Can you carry on the piece about Aloys von Widmanstätten, picking up right after its final sentence?

## Text excerpt
Begin

Etched piece of the Gibeon meteorite, found in Nambia in 1836, revealing the Widmanstätten pattern (James H on flickr)

Etched piece of the Gibeon meteorite, found in Nambia in 1836, revealing the Widmanstätten pattern (James H on flickr)

Aloys von Widmanstätten

JULY 13, 2021

Scientist of the Day - Aloys von Widmanstätten

Aloys von Widmanstätten, an Austrian printer and museum curator, was born July 13, 1753.  You wouldn't think that someone called Widmanstätten would ever become a household name, but Aloys has become so, at least to planetary geologists, because of a find he made in 1808. He discovered that, if you polish an iron meteorite and then heat it with a torch, a pattern emerges that reveals the extraterrestrial origin of the meteorite. These patterns, once exposed, are quite appealing, even to the non-geologist, because of their striking hexagonal and triangular components.  Our first and second images show meteorites that have been polished to reveal the patterns.  Widmanstätten did not write a paper about his discovery but passed it on to colleagues in Vienna, who soon began calling the distinctive patterns “Widmanstätten patterns,” and the name has persisted to the present day.  You can see many other examples of Widmanstätten patterns at this website.

In 1820, Karl Ritter von Schreibers published a book on meteorites, in which one of the plates shows a polished section of the so-called Elbogen meteorite, a plate apparently printed directly from the stone (third image).  This was the very meteorite that Widmanstätten was working with when he made his discovery; some think he might have made the print himself.  Von Schreibers was the first to use the term “Widmanstätten pattern” in print.  We wrote a post on him once, where you can see some other quite lovely meteorite illustrations.

End

Point annotation records:

Begin

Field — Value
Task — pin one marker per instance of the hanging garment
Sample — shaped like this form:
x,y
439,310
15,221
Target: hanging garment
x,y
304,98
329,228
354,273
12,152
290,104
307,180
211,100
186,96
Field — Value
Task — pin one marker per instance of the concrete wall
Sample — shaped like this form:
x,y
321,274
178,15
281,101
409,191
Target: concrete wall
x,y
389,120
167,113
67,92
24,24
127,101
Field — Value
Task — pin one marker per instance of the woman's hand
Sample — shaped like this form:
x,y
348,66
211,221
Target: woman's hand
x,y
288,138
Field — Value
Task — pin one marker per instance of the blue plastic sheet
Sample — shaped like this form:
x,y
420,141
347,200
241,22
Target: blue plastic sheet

End
Begin

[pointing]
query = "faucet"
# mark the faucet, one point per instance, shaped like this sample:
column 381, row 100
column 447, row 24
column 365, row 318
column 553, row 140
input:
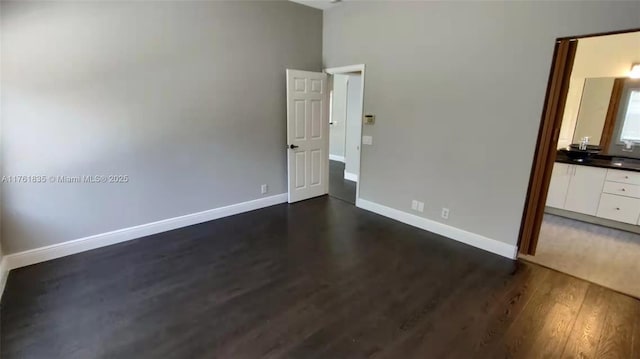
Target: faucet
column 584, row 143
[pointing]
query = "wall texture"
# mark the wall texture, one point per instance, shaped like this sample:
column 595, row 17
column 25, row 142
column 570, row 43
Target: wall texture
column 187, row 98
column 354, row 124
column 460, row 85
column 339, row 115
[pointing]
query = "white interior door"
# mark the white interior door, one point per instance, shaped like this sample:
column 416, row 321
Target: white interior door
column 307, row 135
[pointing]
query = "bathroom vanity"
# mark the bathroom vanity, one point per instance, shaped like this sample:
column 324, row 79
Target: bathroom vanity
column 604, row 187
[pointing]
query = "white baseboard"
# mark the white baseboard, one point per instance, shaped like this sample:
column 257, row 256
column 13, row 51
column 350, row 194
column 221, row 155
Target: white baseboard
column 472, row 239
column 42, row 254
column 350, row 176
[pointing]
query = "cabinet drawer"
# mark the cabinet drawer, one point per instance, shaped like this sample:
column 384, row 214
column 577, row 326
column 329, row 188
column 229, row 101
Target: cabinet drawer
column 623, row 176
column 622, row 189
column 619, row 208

End
Begin

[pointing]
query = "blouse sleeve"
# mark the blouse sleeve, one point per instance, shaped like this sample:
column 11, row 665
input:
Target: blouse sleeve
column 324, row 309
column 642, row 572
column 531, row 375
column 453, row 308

End

## Result of this exercise
Occasionally, nature will reveal a Widmanstätten pattern all by herself.  Such is the case with a meteorite found at Fort Stockton, Texas, in 1952, where the blowing sand has etched away the softer material to reveal the pattern on the outside of the stony iron (fourth image).

It was learned, not all that long ago, that an Englishman living in Italy, William Thomson, had made the same discovery about meteorite patterns in 1804, and had published it twice, in respectable journals, with images, well before Widmanstätten ever got interested in meteorites. Instead of using a torch on his meteorite samples, Thomson brought out the patterns by etching them with acid, a much superior technique for revealing the hidden structure. Clearly, Widmanstätten was preempted in every way and has no claim for priority in any facet of this.  However, efforts to rename the pattern “Thomson figures” have not been successful. I guess once you have learned to say “Widmanstätten pattern,” you don’t want to give it up.

Originally published July 13, 2015; here revised, with added captions.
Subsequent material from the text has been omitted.